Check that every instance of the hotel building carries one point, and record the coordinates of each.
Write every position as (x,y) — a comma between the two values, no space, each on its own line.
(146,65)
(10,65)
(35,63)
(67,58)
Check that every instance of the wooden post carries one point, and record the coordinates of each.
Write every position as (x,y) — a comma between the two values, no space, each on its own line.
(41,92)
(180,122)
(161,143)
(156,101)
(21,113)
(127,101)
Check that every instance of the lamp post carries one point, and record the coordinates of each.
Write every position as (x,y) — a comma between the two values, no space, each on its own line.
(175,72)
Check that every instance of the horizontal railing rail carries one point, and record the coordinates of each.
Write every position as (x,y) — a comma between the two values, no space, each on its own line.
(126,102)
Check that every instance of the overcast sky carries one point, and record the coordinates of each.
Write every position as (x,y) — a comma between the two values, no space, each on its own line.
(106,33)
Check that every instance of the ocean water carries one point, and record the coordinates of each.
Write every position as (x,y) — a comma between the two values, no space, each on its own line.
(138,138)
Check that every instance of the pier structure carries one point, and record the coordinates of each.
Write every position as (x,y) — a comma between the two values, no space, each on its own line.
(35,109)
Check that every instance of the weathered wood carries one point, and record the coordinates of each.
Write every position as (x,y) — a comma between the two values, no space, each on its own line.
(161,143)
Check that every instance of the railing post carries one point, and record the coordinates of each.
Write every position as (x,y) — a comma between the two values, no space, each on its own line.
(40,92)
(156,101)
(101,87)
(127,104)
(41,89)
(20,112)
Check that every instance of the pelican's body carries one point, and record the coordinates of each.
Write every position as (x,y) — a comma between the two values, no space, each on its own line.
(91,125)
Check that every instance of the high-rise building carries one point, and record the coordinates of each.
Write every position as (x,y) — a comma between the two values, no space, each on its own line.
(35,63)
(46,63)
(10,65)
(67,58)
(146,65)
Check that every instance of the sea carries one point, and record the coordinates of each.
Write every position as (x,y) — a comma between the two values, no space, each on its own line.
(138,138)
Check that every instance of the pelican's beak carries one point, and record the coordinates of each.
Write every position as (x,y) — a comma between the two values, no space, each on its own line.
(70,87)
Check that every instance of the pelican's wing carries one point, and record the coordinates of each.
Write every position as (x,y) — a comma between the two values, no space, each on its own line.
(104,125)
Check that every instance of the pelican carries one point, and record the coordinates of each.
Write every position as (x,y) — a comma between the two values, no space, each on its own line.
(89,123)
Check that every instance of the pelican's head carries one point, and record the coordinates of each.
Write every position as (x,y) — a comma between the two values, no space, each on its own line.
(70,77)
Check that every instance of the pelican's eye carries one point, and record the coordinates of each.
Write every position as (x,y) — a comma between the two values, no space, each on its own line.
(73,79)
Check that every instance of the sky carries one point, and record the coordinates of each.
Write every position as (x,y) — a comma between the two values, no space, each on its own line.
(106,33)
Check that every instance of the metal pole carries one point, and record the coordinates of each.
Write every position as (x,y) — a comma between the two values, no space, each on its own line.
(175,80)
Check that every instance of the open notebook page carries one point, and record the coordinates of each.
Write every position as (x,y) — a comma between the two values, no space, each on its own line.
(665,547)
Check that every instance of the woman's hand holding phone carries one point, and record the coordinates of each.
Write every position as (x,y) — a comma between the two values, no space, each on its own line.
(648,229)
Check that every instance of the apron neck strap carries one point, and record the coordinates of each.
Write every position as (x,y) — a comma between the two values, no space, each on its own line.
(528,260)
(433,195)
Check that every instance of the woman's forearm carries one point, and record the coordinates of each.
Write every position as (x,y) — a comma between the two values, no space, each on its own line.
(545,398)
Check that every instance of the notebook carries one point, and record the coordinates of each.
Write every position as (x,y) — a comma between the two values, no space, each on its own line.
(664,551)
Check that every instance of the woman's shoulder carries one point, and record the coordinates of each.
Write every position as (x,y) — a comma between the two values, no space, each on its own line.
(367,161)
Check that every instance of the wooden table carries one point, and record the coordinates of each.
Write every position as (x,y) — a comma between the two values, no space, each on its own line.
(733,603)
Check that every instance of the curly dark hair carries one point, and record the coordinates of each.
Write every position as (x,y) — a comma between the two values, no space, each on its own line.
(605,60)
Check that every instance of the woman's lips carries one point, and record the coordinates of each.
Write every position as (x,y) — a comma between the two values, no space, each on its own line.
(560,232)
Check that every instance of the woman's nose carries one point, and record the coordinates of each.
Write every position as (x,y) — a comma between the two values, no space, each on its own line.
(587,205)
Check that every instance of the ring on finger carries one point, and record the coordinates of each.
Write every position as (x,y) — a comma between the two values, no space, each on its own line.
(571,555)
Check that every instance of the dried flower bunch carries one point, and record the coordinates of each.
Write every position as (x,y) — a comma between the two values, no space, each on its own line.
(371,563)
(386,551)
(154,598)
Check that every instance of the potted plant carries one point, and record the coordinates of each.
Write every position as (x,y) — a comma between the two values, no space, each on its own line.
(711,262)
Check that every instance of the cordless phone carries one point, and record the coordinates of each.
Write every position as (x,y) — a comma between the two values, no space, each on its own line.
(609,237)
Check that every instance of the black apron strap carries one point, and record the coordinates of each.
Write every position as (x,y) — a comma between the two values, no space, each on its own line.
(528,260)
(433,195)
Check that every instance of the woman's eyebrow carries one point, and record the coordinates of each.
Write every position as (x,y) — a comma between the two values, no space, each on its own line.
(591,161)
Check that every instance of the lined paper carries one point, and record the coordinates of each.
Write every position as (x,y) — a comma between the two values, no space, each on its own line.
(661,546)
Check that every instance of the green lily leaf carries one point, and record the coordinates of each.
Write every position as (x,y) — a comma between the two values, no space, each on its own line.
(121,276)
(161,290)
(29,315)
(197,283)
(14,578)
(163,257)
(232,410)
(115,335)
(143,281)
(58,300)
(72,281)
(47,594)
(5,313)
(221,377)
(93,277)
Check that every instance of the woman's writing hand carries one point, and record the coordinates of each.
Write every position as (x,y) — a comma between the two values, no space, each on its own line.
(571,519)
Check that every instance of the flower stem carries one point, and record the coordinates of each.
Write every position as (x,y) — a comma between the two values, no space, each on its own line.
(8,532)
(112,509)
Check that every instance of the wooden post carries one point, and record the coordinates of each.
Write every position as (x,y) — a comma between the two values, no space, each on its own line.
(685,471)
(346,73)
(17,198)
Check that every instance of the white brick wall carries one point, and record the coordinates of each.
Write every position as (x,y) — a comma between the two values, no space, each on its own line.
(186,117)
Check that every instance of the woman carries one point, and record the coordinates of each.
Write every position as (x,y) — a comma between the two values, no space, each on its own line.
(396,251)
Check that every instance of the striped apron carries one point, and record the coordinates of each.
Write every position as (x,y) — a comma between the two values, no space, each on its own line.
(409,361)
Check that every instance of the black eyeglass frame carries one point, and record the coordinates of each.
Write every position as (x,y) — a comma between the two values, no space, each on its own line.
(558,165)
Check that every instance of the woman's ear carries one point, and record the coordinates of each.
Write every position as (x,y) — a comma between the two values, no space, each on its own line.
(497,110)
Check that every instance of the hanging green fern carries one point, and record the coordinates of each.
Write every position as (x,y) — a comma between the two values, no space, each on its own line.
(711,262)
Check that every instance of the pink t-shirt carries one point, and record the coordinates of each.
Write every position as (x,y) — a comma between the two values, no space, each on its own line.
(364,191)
※
# AIM OF THE EXERCISE:
All lines from the one with "Check that every instance of the hanging" onward to the end of the records above should be repeated exactly, and only those lines.

# RESULT BELOW:
Check that every instance of the hanging green fern carries one point, and record the coordinates of each.
Write every position as (x,y) — a comma between the two values, no space, each on its own line.
(711,262)
Check that every instance of the pink t-shirt carries one point, and record the coordinates of each.
Write every position as (x,y) — a comma between the two values, no space, each on its own line.
(364,191)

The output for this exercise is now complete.